Steve Stevenson wrote:
>> The major reason (for numerics) is that the bulk of general-purpose C++
>> compilers do not perform aggressive floating point optimization. There
>> are exceptions (PGI, KAI) but one still needs pragmas to warn off
>> aliasing, etc.
Unfortunately, "agressive" floating point optimization is not
particularly possible. Consider the Dragon book --- which admonishes
to *leave the floating point stuff alone.* Please read Goldberg's
"What Every Computer Scientist Should Know About Floating Point
Arithmetic". Folks, none of the "rules" of arithmetic you know hold in
FP except stuff about the units and commutation. You'll mess up some
programmers hard derived program for the sake of a wrong
I don't think the first message (posted by Roldan Pozo, I believe?)
was talking about the type of aggressive optimizations that are of
concern here, and I don't think anyone is considering those sorts of
dangerous practices as part of their optimization arsenal.
In response to the very original question -- which was what is it
about C++ that precludes high performance -- the answer is not very
much, per se. (The rest of this post is in answer to that original
question.)

### Excerpted records
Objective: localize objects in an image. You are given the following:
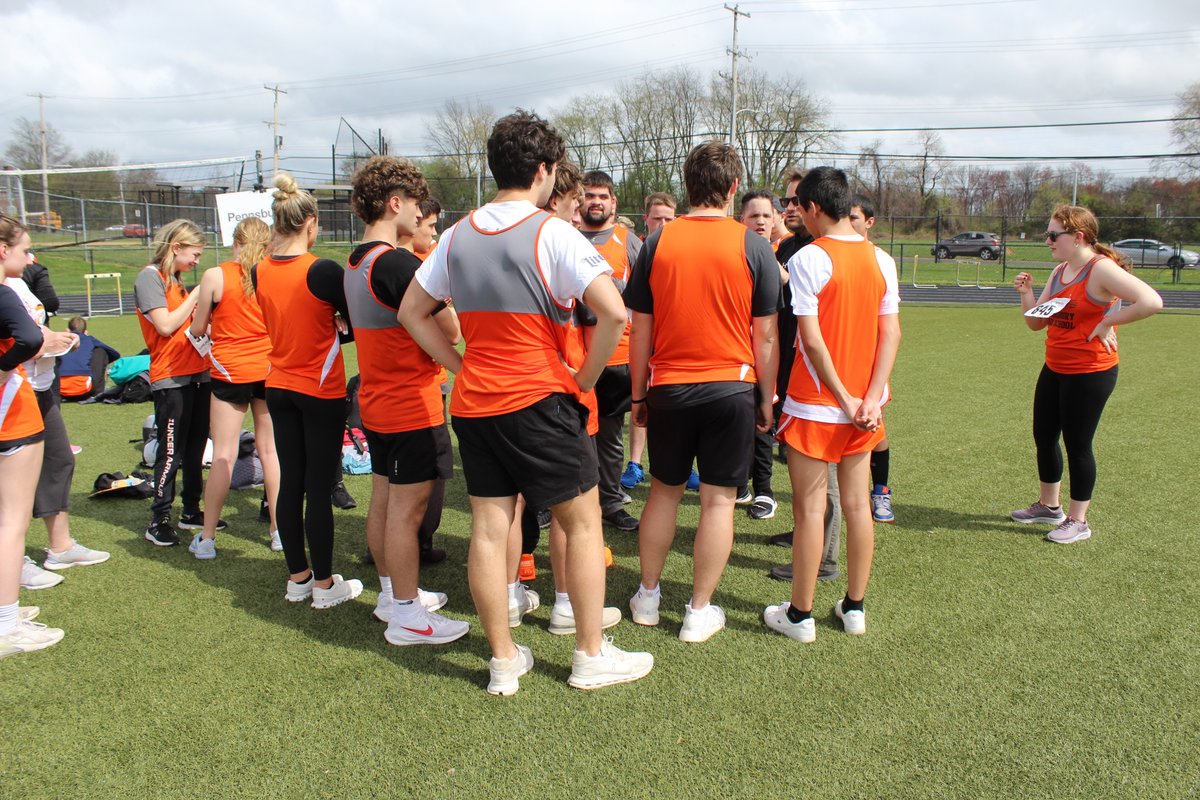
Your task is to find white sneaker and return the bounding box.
[371,588,449,622]
[509,583,541,627]
[487,644,533,694]
[0,621,64,657]
[20,555,62,589]
[833,597,866,636]
[679,603,725,643]
[629,585,662,625]
[312,575,362,608]
[550,603,620,636]
[762,602,817,644]
[566,636,654,688]
[187,534,217,561]
[383,606,470,648]
[283,573,312,603]
[42,542,108,570]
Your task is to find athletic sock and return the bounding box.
[787,604,812,625]
[871,449,892,486]
[0,602,20,636]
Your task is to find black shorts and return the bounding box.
[362,425,454,483]
[454,395,600,509]
[209,378,266,405]
[646,391,755,487]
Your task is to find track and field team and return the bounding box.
[0,110,1162,694]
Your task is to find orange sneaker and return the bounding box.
[517,553,538,583]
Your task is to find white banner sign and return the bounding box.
[217,192,275,247]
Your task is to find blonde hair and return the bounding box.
[233,217,271,297]
[150,219,204,283]
[1050,205,1133,272]
[271,173,317,236]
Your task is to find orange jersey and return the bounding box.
[635,217,766,386]
[209,261,271,384]
[596,225,634,367]
[1046,255,1120,374]
[138,265,209,386]
[784,236,888,422]
[0,362,46,441]
[254,253,346,399]
[344,245,445,433]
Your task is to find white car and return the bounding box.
[1112,239,1200,266]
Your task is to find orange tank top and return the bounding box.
[785,236,887,410]
[1046,255,1120,374]
[138,265,209,385]
[254,253,346,399]
[209,261,271,384]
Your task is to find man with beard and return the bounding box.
[580,170,642,530]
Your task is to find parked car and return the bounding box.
[1112,239,1200,266]
[929,230,1002,261]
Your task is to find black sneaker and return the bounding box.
[602,509,640,530]
[332,481,359,511]
[421,547,446,566]
[145,519,179,547]
[179,511,229,530]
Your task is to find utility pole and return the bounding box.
[30,92,53,230]
[263,84,288,175]
[725,5,750,148]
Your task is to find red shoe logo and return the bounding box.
[401,625,433,636]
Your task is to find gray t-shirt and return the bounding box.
[133,264,210,391]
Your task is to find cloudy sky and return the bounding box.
[0,0,1200,187]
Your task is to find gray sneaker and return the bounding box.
[1046,517,1092,545]
[1008,503,1067,525]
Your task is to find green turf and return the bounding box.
[0,307,1200,799]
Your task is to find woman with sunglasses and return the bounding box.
[1012,205,1163,545]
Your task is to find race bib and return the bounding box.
[1025,297,1070,319]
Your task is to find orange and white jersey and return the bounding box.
[782,234,900,423]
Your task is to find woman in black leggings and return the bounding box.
[1012,205,1163,545]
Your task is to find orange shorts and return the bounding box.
[775,414,887,464]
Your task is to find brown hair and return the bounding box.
[271,173,317,236]
[0,213,29,247]
[233,217,271,297]
[150,219,204,283]
[1050,204,1133,272]
[683,142,742,209]
[646,192,676,213]
[551,158,583,198]
[350,156,430,225]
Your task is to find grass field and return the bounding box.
[0,307,1200,799]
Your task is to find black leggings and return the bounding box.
[266,389,346,581]
[150,381,211,522]
[1033,366,1117,503]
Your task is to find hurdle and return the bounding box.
[83,272,125,317]
[954,259,996,289]
[912,255,937,289]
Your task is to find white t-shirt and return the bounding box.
[416,200,612,308]
[5,277,55,392]
[787,234,900,317]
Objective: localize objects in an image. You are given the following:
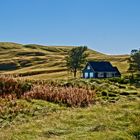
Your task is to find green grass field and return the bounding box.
[0,42,129,79]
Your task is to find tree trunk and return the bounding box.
[74,69,77,78]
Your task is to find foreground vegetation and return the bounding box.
[0,76,140,140]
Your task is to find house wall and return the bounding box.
[83,65,95,78]
[83,64,121,78]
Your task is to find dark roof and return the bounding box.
[114,67,121,75]
[88,61,118,72]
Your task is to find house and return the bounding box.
[82,61,121,78]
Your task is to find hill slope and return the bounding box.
[0,42,129,79]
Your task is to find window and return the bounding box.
[98,72,104,78]
[106,72,114,77]
[85,72,88,78]
[89,72,94,78]
[87,66,90,70]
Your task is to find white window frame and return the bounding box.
[89,72,94,78]
[87,65,90,70]
[98,72,104,78]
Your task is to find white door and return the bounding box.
[85,72,88,78]
[89,72,94,78]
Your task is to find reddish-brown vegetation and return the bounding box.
[24,85,95,107]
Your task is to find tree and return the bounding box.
[66,46,88,77]
[129,49,140,76]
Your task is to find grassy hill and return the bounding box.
[0,42,129,79]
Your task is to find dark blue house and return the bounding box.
[82,61,121,78]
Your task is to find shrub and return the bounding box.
[24,85,95,107]
[0,76,31,98]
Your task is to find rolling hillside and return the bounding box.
[0,42,129,79]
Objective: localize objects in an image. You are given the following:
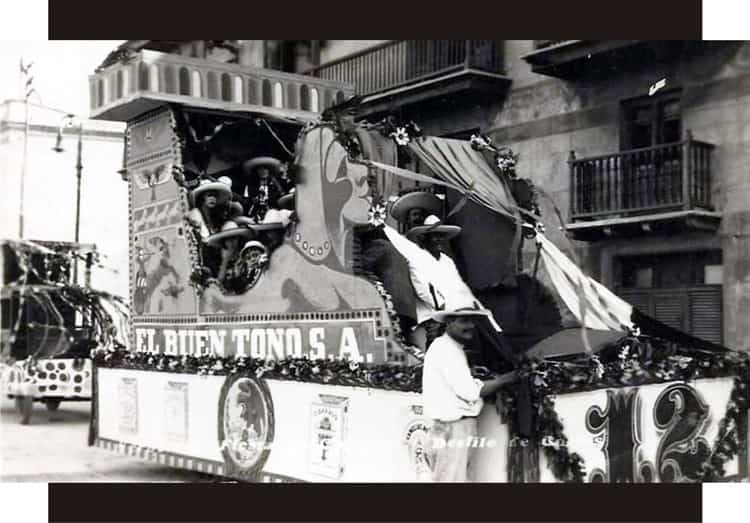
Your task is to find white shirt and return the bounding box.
[385,225,500,331]
[422,334,484,421]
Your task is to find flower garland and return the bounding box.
[469,134,541,216]
[94,349,422,392]
[499,334,750,482]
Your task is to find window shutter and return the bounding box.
[690,285,723,344]
[617,289,653,316]
[654,292,690,332]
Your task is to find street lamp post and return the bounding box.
[52,114,83,283]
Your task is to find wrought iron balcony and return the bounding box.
[89,50,354,121]
[569,133,718,242]
[534,40,577,50]
[306,40,507,114]
[523,40,643,78]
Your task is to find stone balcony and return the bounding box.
[89,50,354,121]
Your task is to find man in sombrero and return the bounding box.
[422,302,517,482]
[185,180,232,276]
[206,220,254,291]
[359,191,442,335]
[242,156,287,221]
[390,191,443,232]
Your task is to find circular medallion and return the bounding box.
[219,375,274,479]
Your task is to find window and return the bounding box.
[615,251,723,343]
[620,91,682,150]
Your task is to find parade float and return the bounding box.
[0,240,127,424]
[89,51,750,482]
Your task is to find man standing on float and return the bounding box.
[422,306,515,482]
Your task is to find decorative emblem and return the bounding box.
[404,418,431,481]
[219,376,274,479]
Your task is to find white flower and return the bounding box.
[390,127,411,145]
[368,203,386,227]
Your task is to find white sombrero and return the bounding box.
[206,220,255,246]
[391,191,443,222]
[406,214,461,240]
[232,209,292,232]
[190,180,232,205]
[229,202,245,218]
[240,240,268,257]
[242,156,281,174]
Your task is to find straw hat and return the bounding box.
[391,191,443,223]
[406,214,461,241]
[240,240,268,257]
[232,214,291,233]
[432,304,490,323]
[242,156,281,174]
[277,189,295,211]
[206,220,255,246]
[229,202,245,218]
[190,180,232,205]
[261,209,293,227]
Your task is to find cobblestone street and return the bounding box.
[0,397,216,482]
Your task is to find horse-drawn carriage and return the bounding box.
[0,240,127,424]
[85,53,748,482]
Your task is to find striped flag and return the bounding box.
[537,232,633,330]
[19,58,36,100]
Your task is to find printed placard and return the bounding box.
[309,396,347,479]
[117,378,138,434]
[164,381,188,443]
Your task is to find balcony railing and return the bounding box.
[569,133,714,221]
[534,40,576,50]
[307,40,504,95]
[89,51,354,121]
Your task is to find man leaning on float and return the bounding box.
[385,191,516,482]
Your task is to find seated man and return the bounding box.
[186,180,232,276]
[359,191,442,338]
[242,156,289,221]
[206,221,254,291]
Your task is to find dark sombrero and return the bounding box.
[242,156,281,174]
[277,189,295,211]
[391,191,443,223]
[406,215,461,241]
[232,216,285,233]
[206,221,255,246]
[190,180,232,205]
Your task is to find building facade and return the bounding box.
[92,40,750,350]
[0,100,128,297]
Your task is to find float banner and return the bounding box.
[541,378,747,483]
[133,319,386,363]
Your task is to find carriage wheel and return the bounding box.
[44,400,60,412]
[16,396,34,425]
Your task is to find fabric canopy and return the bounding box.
[368,137,519,221]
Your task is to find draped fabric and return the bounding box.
[366,137,519,222]
[355,127,396,199]
[409,137,518,221]
[372,137,520,290]
[384,225,501,331]
[537,232,633,331]
[447,190,521,291]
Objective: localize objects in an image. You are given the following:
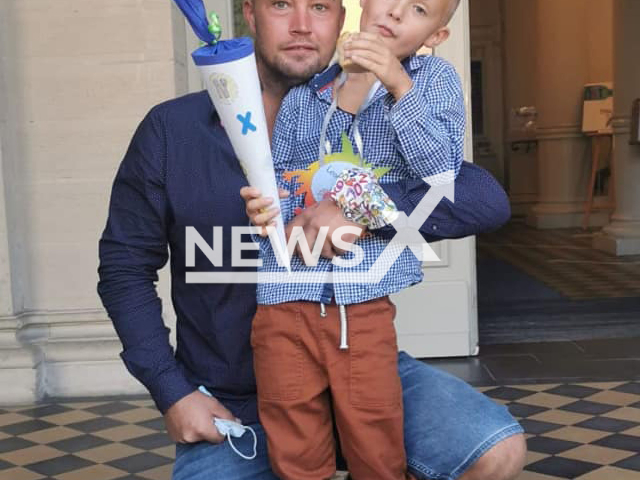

### Short task
Please answer these questions using the forum thread on C++ floating point optimization:
1. Which two compilers are named as exceptions to the lack of aggressive floating point optimization?
2. Which book is said to admonish leaving the floating point stuff alone?
3. What answer is given to the original question of what about C++ precludes high performance?

### Exercise result
1. PGI and KAI.
2. The Dragon book.
3. Not very much, per se.